··· RECORDS TO USE

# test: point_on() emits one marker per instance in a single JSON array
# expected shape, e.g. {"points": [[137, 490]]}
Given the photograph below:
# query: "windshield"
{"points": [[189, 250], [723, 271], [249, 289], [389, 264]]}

······

YOUR TASK
Starting at the first line and ending at the last, restate the material word for word.

SOLUTION TO THIS TASK
# test: point_on() emits one marker per instance in a single JSON array
# expected shape, e.g. {"points": [[137, 490]]}
Given the photograph below:
# query: "windshield"
{"points": [[189, 250], [723, 271], [249, 289], [389, 264]]}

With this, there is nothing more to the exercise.